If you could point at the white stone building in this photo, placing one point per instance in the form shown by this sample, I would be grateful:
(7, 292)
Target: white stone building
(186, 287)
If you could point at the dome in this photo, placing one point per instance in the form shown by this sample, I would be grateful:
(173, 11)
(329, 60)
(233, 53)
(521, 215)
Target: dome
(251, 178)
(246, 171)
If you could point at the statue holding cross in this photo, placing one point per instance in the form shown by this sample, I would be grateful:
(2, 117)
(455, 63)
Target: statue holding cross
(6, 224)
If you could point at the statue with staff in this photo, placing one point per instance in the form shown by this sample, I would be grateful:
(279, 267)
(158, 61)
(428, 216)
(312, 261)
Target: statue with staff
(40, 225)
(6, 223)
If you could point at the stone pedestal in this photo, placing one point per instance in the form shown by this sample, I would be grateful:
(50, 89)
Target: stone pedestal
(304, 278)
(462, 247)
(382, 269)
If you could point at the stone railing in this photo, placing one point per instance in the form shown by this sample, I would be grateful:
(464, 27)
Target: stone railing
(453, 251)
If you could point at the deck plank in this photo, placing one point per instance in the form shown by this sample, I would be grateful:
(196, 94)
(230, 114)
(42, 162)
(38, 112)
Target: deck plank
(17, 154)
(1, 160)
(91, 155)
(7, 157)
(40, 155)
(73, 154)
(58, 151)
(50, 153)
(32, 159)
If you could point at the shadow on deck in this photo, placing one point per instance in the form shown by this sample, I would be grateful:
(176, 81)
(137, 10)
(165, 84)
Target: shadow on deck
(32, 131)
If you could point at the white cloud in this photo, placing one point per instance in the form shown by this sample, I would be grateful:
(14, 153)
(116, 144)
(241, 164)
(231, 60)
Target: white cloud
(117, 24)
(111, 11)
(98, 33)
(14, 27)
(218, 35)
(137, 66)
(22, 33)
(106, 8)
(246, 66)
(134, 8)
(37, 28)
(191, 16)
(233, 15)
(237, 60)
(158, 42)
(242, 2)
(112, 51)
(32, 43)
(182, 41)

____________

_Exercise directions_
So that nothing is lost, restate all the material word for word.

_Task result_
If you could point at the white stone building in this photo, placing one point per instance in the form shown by this sample, I would be grateful:
(7, 292)
Target: white stone building
(186, 287)
If you could point at the dome in this photo, placing one point per instance in the form shown by this sample, I would be grateful:
(173, 11)
(329, 60)
(233, 53)
(521, 215)
Target: dome
(251, 178)
(246, 171)
If you could point at the statue holding cross in this photo, placing one point per instance in the form shown by this sample, I would be grateful:
(2, 117)
(455, 63)
Target: statue holding cross
(6, 224)
If you could point at the statue with staff in this photo, placing one point per instance in the form shown by this sample, I would be grateful:
(279, 267)
(158, 61)
(428, 216)
(312, 261)
Target: statue with staff
(40, 225)
(6, 223)
If you could point at the stone pedestal in this photo, placing one point per instance in the form shown by this sample, I would be grateful:
(50, 89)
Target: stone pedestal
(304, 278)
(462, 247)
(382, 269)
If you could point at the stone railing in this photo, placing one point per instance in the form shown by this sample, I would be grateful:
(464, 27)
Target: stone railing
(453, 251)
If you could point at the deck plank in this photo, placing one point per instance in the form shown by this sample, I would be grateful:
(196, 94)
(230, 114)
(42, 162)
(38, 112)
Target: deck plank
(17, 154)
(1, 160)
(91, 155)
(7, 157)
(40, 155)
(73, 154)
(58, 151)
(50, 153)
(32, 159)
If you could point at the shadow on deck in this photo, placing one point per instance in the form shown by this sample, I would be grateful:
(176, 81)
(137, 10)
(165, 84)
Target: shadow on deck
(32, 131)
If you could point at the white cloud in this photo, placing one point per instance in the form shown by this sample, I would be grateful:
(14, 153)
(116, 144)
(241, 164)
(231, 60)
Target: white cloud
(117, 24)
(111, 11)
(98, 33)
(14, 27)
(218, 35)
(137, 66)
(22, 33)
(106, 8)
(246, 66)
(134, 8)
(37, 28)
(191, 16)
(233, 15)
(237, 60)
(158, 42)
(242, 2)
(112, 51)
(32, 43)
(182, 41)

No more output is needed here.